- [Exercise brief]
All of the data needs to be printed again, exactly as written.

- [Material for this task]
'''
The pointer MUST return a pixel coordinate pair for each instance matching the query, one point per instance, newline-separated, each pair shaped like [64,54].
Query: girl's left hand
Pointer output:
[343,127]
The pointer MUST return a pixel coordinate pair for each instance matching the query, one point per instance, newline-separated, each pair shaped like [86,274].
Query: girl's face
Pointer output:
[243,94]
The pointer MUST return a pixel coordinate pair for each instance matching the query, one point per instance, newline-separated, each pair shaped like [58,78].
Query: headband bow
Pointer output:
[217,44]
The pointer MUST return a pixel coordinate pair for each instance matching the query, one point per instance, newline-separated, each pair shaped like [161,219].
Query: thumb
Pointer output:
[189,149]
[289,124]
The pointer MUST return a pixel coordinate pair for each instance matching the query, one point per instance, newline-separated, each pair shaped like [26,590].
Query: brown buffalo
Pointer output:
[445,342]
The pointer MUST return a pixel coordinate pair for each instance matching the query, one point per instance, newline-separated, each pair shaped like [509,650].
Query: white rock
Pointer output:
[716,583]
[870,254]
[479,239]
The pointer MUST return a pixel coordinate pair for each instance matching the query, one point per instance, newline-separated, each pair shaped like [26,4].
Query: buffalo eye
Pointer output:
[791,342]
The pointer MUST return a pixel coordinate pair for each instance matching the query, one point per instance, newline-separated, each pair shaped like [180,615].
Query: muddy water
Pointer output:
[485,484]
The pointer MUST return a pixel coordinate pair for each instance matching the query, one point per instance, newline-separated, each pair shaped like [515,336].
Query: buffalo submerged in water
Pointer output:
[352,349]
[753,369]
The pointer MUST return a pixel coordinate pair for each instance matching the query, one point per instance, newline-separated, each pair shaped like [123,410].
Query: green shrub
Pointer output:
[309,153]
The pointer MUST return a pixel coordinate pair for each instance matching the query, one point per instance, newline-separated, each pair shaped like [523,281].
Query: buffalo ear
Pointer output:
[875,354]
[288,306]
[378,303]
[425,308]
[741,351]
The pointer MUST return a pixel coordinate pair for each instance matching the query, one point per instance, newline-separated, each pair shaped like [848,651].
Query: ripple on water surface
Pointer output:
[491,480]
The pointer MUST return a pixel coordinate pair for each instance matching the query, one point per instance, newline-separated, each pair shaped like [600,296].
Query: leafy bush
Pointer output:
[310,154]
'''
- [Exercise result]
The pointer MUST return a pixel coordinate pair for each instance matching the query, one point per instance, newline-separated, each pair shaped like [64,54].
Query: girl's left hand
Pointer output:
[343,127]
The pointer MUST return a pixel coordinate pair for each instance matching the query, one point per instance, newline-separated, each pair shaped like [86,274].
Query: girl's face
Pointer output:
[243,94]
The pointer MUST return a pixel coordinate pair for each instance matching the query, one point per instance, newline-separated, each pair shaped like [58,78].
Query: headband bow
Pointer output:
[217,44]
The pointer MUST return a pixel coordinate pair for each instance matching the query, one point per instance, newline-separated, each pair shaped like [161,219].
Query: thumb
Pointer output:
[189,149]
[289,124]
The pointer MUST return a pixel coordinate pair for each instance matching the query, one point per instance, newline-separated, each pair shaped like [26,590].
Query: brown buffalo
Pointer output:
[445,342]
The pointer MUST return a pixel coordinate pair for each instance matching the query, one point per instance, newline-separated, each pair shaped like [509,650].
Query: white rock
Pointer output:
[716,583]
[870,254]
[479,239]
The pointer MUST return a pixel coordinate pair for each instance matching the query, one point per instance, newline-separated, each pair shaped like [26,4].
Query: buffalo eye
Pointer output:
[791,342]
The pointer MUST return a pixel coordinate pair for each instance matching the query, one point per instance, newline-separated, each pair shaped like [180,615].
Query: muddy water
Pointer output:
[485,484]
The pointer MUST return a pixel coordinate pair for each instance matching the query, one point per instance, newline-separated, each pair shaped like [515,336].
Query: buffalo submerged in water
Pointer output:
[352,349]
[753,369]
The pointer MUST return a pixel coordinate pair for each instance matching the query, one point per instance, newline-separated, each pair shaped like [123,410].
Query: green shrub
Pointer output:
[309,153]
The pointer MUST return a pixel coordinate pair for each instance matching the query, one point per instance, newline-separated, each pair shaped like [523,281].
Query: buffalo ear
Pointer output:
[875,354]
[288,306]
[378,303]
[425,308]
[741,351]
The pointer MUST return a pixel coordinate pair for each instance matching the query, one point per instance, newline-separated, each pair shaped like [848,651].
Query: ripple on water surface
Pointer output:
[491,480]
The pointer MUST return a pixel coordinate pair for each instance matching the query, one point per instance, newline-separated, each pair shaped like [600,296].
Query: leafy bush
Pointer output:
[310,154]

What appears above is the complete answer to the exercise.